▶ [TEXT UNDER STUDY]
╭──

Items are extracted in JSON format with one JSON object per item (confederation, league, club, player or appearance), which get printed to the `stdout`. Samples of extracted data are provided in the [samples](samples) folder.

Check out [transfermarkt-datasets](https://github.com/dcaribou/transfermarkt-datasets) to see `transfermarkt-scraper` in action on a real project.

### arguments

- `parents`: Crawler "parents" are either a file or a piped output with the parent entities. For example, `competitions` is parent of `clubs`, which in turn is a parent of `players`.

- `season`: The season that the crawler is to run for. It defaults to the most recent season.

## config

Check [setting.py](tfmkt/settings.py) for a reference of available configuration options

## contribute

Extending existing crawlers in this project in order to scrape additional data or even creating new crawlers is quite straightforward. If you want to contribute with an enhancement to `transfermarkt-scraper` I suggest that you follow a workflow similar to

1. Fork the repository

2. Modify or add new crawlers to `tfmkt/spiders`. [Here is an example PR](https://github.com/dcaribou/transfermarkt-scraper/pull/25/files) that extends the `games` crawler to scrape a few additional fields from Transfermakt games page.

3. Create a PR with your changes and a short description for the enhancement and send it over :rocket:

It is usually also a good idea to have a short discussion about the enhancement beforehand. If you want to propose a change and collect some feeback before you start coding you can do so by creating an issue with your idea in the [Issues](https://github.com/dcaribou/transfermarkt-scraper/issues) section.

╰──

▶ [WORK TASK A] Recast the part of the listing that opens with the line containing "For each <instance>, write" and closes with the line containing "119L128 164L146 185L189" as a numbered list, leaving out any blank lines.
The text and the listing were drawn from separate sources.

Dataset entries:
╭──

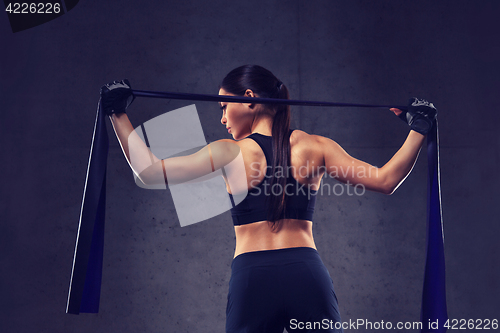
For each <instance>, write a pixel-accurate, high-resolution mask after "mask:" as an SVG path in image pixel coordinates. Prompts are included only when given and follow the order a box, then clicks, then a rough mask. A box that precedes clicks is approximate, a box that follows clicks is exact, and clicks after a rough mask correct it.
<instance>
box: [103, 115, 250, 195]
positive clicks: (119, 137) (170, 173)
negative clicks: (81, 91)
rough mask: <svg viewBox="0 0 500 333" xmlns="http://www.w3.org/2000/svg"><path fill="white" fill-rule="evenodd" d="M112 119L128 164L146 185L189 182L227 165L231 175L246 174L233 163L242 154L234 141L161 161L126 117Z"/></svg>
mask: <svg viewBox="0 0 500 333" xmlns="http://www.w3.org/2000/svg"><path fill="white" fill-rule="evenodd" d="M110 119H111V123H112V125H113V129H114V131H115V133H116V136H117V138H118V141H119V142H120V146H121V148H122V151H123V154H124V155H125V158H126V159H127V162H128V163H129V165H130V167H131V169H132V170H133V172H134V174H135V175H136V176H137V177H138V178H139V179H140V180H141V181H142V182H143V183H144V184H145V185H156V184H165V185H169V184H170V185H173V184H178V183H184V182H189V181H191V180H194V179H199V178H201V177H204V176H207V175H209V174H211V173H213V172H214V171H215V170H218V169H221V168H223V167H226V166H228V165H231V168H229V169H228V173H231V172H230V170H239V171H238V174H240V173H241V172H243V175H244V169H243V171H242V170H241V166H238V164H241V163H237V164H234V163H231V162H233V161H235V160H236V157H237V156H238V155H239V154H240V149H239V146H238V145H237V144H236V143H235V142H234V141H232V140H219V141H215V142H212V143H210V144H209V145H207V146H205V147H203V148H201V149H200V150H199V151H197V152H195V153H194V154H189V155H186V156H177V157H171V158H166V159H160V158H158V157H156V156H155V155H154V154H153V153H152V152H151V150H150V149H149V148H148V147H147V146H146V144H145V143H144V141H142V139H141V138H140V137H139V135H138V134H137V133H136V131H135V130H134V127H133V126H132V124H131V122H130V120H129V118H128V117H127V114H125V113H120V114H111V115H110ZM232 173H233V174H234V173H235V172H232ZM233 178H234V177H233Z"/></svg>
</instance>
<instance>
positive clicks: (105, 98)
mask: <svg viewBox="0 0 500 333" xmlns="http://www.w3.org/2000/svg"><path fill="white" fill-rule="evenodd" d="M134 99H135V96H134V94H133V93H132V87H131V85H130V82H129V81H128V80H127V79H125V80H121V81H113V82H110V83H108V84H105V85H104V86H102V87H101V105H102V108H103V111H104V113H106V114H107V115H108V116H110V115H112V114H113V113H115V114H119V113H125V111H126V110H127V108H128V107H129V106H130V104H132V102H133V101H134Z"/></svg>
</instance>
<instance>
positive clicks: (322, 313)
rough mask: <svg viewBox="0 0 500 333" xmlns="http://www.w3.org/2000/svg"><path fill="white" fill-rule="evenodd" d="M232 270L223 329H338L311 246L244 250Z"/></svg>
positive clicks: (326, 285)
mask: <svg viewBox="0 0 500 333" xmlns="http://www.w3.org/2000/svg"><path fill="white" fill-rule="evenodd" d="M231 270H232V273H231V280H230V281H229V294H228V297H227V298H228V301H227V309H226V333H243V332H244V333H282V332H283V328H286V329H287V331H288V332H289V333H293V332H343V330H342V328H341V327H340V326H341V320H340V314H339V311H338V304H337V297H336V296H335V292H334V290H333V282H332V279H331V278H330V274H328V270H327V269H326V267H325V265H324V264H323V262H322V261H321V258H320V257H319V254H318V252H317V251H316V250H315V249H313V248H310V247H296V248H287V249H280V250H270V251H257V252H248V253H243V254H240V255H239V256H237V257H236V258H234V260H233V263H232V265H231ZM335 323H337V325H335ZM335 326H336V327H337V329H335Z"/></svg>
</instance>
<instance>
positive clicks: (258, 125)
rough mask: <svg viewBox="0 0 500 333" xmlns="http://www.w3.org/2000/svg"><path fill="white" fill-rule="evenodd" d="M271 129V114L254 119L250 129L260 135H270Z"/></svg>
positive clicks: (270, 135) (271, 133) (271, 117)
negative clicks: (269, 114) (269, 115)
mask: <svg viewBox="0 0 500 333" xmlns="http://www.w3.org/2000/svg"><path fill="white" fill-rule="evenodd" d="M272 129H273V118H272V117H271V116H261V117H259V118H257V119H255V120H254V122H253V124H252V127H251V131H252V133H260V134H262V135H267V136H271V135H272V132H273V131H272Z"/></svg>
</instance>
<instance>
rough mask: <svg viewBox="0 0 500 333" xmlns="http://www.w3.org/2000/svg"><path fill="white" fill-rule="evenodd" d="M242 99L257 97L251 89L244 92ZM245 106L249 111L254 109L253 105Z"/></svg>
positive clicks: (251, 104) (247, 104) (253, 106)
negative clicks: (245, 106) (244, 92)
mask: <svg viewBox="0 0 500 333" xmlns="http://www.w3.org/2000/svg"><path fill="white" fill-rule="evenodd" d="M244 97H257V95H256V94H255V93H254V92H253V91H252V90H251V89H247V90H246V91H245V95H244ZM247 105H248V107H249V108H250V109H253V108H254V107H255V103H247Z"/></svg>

╰──
╭──

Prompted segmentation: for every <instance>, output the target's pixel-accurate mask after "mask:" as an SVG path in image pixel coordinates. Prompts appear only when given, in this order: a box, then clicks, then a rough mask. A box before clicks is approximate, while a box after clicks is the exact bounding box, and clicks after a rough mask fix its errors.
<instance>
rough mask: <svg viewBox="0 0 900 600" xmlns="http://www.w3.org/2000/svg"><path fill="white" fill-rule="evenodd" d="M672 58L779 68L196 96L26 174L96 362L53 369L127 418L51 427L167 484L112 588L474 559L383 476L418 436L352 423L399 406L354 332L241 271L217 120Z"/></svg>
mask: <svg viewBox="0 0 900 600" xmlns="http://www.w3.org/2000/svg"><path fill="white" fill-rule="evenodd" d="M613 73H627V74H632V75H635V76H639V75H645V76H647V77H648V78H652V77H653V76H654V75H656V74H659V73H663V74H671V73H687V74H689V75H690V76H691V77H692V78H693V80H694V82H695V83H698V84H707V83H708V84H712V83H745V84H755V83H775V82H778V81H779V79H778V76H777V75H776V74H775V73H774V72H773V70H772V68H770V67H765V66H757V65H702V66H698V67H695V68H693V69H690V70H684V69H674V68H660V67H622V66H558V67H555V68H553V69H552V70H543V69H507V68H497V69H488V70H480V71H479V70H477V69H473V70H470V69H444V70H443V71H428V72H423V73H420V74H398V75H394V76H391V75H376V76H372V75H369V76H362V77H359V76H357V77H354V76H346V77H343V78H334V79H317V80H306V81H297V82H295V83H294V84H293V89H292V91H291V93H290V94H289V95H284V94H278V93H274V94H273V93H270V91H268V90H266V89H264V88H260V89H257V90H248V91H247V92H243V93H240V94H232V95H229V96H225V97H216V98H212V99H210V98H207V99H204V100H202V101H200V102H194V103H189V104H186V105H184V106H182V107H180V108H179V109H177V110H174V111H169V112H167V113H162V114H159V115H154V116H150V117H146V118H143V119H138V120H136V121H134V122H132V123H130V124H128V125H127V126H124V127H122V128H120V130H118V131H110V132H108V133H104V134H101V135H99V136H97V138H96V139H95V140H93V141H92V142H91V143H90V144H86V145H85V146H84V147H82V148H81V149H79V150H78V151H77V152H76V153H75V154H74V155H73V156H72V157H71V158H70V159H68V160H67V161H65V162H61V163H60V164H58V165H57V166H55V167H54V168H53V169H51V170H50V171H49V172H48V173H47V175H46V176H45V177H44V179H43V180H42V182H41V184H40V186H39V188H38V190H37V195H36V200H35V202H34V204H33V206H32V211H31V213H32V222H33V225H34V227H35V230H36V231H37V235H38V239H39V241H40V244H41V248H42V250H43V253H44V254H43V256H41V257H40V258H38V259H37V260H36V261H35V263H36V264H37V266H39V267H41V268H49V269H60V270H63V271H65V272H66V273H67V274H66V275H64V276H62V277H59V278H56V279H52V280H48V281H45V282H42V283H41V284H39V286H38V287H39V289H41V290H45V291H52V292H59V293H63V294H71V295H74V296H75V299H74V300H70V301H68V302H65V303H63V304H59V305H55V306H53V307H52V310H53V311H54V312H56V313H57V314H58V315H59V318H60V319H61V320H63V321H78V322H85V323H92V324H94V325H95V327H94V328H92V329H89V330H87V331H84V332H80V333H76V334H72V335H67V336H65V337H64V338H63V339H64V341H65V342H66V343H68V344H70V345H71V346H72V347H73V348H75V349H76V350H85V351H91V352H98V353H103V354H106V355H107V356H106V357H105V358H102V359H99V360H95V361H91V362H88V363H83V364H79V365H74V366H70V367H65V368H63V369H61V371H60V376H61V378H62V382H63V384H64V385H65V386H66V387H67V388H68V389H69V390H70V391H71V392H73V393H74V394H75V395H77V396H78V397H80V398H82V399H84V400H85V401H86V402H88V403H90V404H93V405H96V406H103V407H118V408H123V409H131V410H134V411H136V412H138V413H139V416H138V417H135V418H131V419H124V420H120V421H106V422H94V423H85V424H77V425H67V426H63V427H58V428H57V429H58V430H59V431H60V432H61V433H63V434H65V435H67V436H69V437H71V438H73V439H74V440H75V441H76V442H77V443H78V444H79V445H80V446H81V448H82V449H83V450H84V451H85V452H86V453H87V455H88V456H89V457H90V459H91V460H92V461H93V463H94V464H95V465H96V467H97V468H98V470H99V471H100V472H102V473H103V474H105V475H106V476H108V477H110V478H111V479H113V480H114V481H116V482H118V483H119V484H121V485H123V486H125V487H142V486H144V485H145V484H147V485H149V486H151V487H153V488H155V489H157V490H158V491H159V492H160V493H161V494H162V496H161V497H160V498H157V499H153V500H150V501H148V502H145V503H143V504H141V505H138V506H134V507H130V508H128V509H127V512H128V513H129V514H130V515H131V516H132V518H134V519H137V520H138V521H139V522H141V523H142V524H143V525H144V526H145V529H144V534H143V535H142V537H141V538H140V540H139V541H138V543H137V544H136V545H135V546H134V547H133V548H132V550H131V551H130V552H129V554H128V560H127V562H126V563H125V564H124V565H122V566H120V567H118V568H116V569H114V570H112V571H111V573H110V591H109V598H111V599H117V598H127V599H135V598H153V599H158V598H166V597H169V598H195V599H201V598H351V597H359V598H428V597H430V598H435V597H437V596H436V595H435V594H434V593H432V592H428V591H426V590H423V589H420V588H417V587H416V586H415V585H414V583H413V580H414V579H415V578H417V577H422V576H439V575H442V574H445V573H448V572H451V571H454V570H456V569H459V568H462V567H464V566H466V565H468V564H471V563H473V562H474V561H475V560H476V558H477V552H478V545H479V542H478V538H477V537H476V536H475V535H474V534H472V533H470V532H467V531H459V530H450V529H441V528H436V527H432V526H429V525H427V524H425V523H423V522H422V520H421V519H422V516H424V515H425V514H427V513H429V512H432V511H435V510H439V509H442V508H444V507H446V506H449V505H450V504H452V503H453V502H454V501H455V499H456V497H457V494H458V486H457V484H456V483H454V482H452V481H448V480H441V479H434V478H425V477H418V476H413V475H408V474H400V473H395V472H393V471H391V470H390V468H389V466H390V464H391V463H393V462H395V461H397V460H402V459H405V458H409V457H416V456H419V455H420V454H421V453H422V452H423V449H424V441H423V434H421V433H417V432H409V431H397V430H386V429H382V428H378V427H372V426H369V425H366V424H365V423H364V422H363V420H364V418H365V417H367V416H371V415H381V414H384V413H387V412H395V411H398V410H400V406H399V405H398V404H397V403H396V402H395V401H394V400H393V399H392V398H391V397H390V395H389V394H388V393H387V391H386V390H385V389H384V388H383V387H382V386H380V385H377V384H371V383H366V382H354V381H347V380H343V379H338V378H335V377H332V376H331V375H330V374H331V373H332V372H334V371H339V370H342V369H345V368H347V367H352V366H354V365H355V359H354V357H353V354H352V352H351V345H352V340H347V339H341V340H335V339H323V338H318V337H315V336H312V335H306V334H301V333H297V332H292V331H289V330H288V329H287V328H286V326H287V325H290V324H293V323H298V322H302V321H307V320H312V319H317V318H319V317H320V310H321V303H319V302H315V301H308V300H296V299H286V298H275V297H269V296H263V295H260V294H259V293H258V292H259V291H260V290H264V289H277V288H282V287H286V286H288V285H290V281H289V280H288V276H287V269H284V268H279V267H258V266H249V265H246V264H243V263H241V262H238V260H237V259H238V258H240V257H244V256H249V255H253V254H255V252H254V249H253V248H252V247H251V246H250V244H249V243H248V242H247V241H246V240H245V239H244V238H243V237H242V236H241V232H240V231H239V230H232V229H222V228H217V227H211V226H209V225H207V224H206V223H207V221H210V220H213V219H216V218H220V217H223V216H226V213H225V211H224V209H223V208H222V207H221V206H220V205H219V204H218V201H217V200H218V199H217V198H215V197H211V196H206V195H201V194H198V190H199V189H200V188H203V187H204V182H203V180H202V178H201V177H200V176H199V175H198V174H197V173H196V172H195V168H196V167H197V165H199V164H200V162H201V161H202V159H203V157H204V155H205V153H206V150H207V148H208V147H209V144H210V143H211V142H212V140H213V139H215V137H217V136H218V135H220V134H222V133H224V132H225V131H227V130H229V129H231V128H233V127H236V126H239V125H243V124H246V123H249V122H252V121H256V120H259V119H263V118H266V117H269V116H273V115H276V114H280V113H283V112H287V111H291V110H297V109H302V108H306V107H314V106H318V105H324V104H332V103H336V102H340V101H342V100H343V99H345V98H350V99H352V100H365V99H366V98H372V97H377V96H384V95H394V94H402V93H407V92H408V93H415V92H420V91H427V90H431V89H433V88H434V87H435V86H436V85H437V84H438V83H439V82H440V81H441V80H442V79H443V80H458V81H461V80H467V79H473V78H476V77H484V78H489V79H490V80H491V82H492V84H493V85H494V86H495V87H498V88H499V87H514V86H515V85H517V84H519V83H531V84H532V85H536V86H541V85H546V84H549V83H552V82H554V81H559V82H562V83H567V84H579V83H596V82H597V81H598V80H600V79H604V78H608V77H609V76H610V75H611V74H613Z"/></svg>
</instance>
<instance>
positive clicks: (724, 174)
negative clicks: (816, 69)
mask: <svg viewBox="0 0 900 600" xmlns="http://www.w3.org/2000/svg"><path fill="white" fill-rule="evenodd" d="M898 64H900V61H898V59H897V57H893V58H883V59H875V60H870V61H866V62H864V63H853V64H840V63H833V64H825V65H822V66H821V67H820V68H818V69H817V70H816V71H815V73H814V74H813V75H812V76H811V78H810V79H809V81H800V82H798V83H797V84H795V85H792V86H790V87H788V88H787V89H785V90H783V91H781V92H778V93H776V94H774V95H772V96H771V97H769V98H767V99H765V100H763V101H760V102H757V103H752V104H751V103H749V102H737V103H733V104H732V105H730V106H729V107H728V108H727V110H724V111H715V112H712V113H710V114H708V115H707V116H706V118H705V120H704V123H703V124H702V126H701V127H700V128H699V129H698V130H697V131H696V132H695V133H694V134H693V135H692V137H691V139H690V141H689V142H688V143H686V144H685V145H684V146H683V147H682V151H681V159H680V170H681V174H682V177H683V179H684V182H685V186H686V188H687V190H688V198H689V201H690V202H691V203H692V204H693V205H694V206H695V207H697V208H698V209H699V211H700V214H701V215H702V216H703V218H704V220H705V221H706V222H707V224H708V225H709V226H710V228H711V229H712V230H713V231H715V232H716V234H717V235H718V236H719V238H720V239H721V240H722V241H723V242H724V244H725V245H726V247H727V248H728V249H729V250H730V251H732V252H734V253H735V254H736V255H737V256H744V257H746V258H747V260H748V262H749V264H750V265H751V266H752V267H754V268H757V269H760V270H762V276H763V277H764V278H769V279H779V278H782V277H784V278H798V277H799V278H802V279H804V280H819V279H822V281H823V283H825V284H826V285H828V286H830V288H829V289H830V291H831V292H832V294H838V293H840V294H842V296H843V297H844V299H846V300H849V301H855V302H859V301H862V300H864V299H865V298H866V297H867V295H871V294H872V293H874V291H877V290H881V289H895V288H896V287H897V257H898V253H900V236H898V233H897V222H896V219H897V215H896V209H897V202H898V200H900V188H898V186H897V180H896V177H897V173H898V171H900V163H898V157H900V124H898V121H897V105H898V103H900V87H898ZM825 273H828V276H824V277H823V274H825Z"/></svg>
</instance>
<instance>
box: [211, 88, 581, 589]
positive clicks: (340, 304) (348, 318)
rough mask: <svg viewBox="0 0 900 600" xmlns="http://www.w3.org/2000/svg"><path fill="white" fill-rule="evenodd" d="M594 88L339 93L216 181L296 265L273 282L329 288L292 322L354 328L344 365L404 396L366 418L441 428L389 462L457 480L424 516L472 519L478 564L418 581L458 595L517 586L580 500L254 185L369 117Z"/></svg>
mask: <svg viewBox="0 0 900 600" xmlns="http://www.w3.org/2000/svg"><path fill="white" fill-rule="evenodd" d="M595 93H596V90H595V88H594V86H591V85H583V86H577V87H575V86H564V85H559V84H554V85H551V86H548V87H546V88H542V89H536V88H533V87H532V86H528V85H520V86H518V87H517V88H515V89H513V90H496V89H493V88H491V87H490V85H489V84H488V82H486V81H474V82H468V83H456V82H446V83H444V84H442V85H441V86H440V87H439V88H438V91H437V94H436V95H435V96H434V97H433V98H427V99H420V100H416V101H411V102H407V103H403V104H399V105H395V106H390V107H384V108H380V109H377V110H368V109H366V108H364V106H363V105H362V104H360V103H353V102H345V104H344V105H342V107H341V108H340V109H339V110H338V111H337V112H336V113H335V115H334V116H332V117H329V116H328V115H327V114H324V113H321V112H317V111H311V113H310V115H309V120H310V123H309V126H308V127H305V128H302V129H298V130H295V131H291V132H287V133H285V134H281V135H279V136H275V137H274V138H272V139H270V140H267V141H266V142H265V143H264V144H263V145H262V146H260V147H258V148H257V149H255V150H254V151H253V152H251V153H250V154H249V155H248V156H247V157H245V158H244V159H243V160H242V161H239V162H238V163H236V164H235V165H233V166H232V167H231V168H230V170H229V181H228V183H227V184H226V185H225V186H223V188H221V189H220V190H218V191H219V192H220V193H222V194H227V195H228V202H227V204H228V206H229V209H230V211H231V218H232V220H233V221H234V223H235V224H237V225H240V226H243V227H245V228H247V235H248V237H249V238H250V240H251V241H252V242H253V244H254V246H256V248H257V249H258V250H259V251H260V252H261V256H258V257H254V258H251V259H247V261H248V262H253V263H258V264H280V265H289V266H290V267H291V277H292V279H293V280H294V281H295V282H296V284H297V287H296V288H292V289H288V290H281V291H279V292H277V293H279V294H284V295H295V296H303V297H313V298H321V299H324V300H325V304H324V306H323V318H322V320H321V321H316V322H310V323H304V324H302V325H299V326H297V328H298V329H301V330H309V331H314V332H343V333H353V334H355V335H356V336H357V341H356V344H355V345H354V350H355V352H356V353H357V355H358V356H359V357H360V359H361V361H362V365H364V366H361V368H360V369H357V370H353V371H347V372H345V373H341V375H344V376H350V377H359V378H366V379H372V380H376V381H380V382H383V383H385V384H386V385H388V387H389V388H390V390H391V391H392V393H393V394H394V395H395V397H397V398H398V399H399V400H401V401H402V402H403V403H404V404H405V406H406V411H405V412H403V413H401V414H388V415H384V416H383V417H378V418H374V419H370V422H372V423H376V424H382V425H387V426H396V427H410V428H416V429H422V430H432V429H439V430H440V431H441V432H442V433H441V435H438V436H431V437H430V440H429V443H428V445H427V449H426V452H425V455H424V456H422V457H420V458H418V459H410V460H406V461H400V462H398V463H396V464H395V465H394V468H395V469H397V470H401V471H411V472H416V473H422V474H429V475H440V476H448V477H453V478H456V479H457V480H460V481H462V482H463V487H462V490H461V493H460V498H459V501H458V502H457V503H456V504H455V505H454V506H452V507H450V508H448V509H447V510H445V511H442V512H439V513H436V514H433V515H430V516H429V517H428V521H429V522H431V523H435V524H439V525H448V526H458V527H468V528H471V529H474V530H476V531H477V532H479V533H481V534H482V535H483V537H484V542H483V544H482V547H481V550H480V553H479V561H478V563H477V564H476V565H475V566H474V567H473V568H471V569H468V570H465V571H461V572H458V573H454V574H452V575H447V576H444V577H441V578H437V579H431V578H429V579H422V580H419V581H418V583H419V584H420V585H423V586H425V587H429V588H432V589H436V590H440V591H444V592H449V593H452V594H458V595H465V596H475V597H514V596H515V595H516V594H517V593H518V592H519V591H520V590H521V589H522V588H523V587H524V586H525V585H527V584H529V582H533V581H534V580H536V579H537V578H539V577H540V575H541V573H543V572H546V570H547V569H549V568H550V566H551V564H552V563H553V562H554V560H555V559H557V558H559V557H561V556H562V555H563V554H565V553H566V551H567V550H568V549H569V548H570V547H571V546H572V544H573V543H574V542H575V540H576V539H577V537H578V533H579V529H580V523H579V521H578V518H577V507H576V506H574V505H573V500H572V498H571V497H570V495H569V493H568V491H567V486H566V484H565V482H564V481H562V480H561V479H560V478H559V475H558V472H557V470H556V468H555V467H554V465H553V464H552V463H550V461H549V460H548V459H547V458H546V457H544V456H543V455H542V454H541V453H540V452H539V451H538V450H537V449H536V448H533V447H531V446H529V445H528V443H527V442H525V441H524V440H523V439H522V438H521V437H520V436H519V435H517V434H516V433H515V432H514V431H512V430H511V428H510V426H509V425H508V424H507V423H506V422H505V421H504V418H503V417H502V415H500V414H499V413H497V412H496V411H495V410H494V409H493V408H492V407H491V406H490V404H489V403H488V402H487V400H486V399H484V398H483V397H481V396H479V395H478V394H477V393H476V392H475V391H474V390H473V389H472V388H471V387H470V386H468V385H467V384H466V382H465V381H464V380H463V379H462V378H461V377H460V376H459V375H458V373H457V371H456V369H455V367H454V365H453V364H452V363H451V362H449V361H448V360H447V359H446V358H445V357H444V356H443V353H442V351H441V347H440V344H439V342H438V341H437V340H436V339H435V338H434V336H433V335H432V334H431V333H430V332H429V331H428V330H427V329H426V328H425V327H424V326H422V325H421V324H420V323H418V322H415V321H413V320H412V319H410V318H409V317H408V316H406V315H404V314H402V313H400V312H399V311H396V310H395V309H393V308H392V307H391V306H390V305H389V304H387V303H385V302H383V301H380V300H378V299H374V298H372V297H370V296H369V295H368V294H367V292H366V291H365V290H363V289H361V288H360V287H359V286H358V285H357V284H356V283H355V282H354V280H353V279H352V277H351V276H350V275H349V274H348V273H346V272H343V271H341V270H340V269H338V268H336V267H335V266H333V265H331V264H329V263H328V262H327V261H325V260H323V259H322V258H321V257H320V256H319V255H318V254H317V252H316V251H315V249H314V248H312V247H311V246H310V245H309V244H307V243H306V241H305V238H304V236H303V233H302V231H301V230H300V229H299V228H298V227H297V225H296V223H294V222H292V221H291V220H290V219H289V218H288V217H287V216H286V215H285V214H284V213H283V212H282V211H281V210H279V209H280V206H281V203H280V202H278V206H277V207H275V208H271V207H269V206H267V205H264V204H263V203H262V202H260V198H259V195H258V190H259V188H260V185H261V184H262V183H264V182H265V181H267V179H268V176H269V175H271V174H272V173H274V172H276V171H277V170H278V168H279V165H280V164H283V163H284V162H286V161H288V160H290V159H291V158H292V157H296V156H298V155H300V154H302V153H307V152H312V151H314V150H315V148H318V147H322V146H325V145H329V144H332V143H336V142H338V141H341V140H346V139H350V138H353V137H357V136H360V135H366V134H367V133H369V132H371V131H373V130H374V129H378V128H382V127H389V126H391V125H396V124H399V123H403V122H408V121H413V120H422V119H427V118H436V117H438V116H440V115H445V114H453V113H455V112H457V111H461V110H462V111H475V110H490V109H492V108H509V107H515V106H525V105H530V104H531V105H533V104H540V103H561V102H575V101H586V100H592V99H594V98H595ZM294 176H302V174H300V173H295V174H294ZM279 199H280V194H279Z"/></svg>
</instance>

╰──
╭──

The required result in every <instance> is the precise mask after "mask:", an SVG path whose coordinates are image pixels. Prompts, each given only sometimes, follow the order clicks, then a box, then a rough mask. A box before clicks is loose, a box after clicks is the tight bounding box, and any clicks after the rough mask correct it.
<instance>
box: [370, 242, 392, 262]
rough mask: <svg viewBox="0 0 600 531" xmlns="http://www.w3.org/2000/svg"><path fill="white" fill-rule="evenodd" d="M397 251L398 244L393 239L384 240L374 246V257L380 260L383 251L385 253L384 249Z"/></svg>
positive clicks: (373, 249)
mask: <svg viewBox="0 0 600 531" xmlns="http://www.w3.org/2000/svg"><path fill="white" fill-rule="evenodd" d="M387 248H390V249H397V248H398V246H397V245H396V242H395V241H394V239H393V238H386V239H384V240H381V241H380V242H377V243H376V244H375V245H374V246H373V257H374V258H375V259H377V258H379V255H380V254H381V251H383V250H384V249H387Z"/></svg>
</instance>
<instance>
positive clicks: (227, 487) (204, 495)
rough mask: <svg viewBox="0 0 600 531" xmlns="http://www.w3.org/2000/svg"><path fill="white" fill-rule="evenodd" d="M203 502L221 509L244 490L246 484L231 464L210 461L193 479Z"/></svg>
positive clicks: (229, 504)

╰──

▶ [WORK TASK B] Summarize the scraper documentation in two sentences.

▶ [EXERCISE RESULT A]
1. For each <instance>, write a pixel-accurate, high-resolution mask after "mask:" as an SVG path in image pixel coordinates. Prompts are included only when given and follow the order a box, then clicks, then a rough mask. A box that precedes clicks is approximate, a box that follows clicks is exact, and clicks after a rough mask correct it.
2. <instance>
3. box: [103, 115, 250, 195]
4. positive clicks: (119, 137) (170, 173)
5. negative clicks: (81, 91)
6. rough mask: <svg viewBox="0 0 500 333" xmlns="http://www.w3.org/2000/svg"><path fill="white" fill-rule="evenodd" d="M112 119L128 164L146 185L189 182L227 165L231 175L246 174L233 163L242 154L234 141L161 161L126 117Z"/></svg>

▶ [EXERCISE RESULT B] The transfermarkt-scraper extracts confederations, leagues, clubs, players and appearances as one JSON object per item printed to stdout, and its crawlers accept a "parents" argument for parent entities and a "season" argument that defaults to the most recent season. Contributors are advised to fork the repository, modify or add crawlers in `tfmkt/spiders`, and submit a PR with a short description, ideally after discussing the idea by creating an issue.